Every line of the material below that contains the string "metal" must appear in the answer.
»»
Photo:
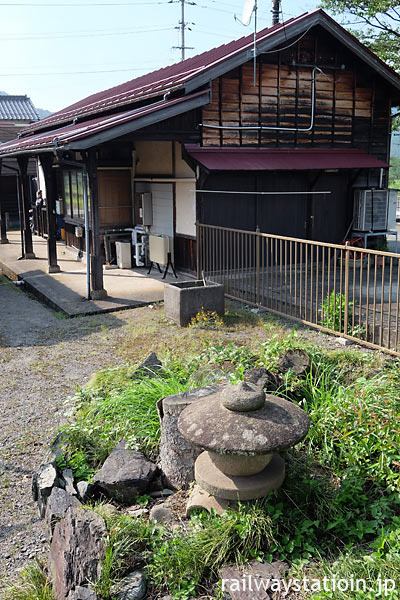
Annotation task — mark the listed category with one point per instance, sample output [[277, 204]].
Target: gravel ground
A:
[[42, 360]]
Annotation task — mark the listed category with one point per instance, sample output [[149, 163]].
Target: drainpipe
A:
[[19, 210], [87, 240], [275, 11]]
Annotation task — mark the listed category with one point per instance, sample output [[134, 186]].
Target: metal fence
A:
[[352, 292]]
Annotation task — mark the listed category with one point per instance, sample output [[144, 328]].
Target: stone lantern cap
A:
[[243, 420]]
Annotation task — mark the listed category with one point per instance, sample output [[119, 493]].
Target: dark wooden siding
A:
[[324, 217], [352, 104]]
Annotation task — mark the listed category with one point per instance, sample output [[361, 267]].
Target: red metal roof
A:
[[282, 159], [62, 136], [161, 81]]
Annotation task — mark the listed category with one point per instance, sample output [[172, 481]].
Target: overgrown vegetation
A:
[[338, 511], [32, 585]]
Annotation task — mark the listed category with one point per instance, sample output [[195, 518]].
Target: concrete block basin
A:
[[184, 299]]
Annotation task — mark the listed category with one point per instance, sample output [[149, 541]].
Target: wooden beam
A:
[[46, 160], [93, 254], [3, 226], [26, 205]]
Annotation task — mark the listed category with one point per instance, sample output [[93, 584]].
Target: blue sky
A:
[[53, 52]]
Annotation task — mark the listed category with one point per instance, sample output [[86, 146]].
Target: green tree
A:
[[376, 24], [394, 172]]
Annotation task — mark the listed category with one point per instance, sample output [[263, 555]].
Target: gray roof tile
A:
[[17, 108]]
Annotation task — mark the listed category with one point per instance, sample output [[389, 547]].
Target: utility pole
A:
[[276, 5], [182, 27]]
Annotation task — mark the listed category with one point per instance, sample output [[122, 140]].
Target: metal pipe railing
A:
[[348, 291]]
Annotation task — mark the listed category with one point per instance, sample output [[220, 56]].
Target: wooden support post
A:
[[93, 254], [26, 205], [46, 160], [3, 225]]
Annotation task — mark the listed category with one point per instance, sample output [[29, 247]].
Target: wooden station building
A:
[[311, 113]]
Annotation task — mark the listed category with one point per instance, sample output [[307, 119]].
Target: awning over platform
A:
[[281, 159]]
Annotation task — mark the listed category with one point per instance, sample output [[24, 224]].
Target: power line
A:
[[97, 4], [49, 36], [146, 70]]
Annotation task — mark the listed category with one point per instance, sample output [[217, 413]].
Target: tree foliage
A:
[[377, 25]]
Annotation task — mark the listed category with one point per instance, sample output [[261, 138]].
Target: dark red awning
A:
[[282, 159]]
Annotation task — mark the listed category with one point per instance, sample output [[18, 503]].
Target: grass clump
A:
[[179, 561], [117, 407], [32, 584]]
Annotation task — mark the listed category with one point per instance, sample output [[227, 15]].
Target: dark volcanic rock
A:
[[85, 490], [57, 505], [294, 360], [81, 593], [149, 367], [77, 550], [125, 475]]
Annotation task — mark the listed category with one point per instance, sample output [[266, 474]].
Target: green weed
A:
[[32, 584]]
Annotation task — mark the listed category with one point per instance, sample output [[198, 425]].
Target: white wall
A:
[[185, 208], [163, 209]]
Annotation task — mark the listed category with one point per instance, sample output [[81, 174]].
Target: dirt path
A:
[[42, 360]]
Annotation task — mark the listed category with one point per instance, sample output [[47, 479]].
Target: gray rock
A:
[[67, 482], [43, 482], [242, 397], [76, 551], [85, 490], [149, 367], [132, 587], [58, 503], [125, 475], [253, 582], [81, 593], [56, 448], [162, 514], [294, 360], [177, 455]]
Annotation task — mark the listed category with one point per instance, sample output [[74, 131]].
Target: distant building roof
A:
[[17, 108]]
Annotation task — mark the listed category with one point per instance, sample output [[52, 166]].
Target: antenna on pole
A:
[[276, 8], [182, 27], [250, 7]]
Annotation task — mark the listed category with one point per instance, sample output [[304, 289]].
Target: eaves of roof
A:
[[103, 128], [194, 72]]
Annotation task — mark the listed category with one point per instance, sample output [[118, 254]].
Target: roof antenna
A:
[[276, 8], [249, 7]]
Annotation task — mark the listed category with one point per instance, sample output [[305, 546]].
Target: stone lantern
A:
««
## Response below:
Target: metal fence
Target: red metal roof
Target: metal pipe railing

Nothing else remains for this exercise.